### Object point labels
⟨
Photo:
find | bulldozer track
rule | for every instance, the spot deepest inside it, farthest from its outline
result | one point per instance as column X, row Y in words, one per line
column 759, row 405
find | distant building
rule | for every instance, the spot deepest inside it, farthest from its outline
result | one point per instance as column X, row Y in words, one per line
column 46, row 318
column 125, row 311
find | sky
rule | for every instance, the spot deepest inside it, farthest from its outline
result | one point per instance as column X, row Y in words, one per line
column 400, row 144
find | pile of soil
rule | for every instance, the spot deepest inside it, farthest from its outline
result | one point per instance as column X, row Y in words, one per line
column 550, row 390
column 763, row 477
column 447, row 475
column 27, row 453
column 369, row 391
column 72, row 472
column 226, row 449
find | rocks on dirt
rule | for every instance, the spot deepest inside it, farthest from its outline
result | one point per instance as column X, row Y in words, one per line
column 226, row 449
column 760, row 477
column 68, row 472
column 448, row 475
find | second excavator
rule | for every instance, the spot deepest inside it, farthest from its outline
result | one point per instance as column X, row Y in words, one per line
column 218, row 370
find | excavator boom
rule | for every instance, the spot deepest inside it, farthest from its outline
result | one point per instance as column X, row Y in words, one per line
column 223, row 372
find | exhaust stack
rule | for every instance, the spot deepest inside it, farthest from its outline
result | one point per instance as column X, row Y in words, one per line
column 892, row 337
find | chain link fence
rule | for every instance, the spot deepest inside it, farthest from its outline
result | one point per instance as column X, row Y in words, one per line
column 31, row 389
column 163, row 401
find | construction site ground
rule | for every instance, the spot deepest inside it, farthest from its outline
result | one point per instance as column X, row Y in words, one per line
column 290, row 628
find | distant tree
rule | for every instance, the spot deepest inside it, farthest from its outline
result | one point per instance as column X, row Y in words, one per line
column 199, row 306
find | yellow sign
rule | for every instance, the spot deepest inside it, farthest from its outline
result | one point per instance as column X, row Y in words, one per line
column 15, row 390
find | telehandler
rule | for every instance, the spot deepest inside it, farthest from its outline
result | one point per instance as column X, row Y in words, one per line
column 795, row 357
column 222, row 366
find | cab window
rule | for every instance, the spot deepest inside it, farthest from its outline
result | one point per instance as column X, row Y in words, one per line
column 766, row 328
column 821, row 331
⟩
### Problem
Reproduce everything from the start of the listing down to the line containing "column 218, row 370", switching "pile of soil" to "mound of earth" and leaving all else unchanged.

### Response to the exercise
Photo:
find | bulldozer track
rule | for every instance, the spot deepest inside it, farthest from its outline
result | one point per instance as column X, row Y in words, one per line
column 759, row 405
find | distant building
rule | for every instance, the spot deepest inside it, farthest from its outline
result | one point per instance as column X, row Y in words, one per line
column 46, row 318
column 125, row 311
find | sky
rule | for every instance, the spot deepest inside it, farthest from its outline
result | one point per instance as column X, row Y in words, one per line
column 400, row 144
find | mound of earth
rule | for every instance, the spot deepest inside it, farthest from its outline
result | one point per instance as column X, row Y in words, one per line
column 550, row 390
column 763, row 477
column 447, row 475
column 27, row 453
column 369, row 391
column 72, row 472
column 226, row 449
find | rocks on dirt
rule | for every instance, the spot deepest inside it, farthest from its outline
result | one point per instance as column X, row Y in words, one per line
column 226, row 449
column 760, row 477
column 68, row 472
column 448, row 475
find | second excavator
rule | for every instance, the spot deepest inside it, farthest from its outline
result | one point per instance as column X, row Y in words, one per line
column 218, row 370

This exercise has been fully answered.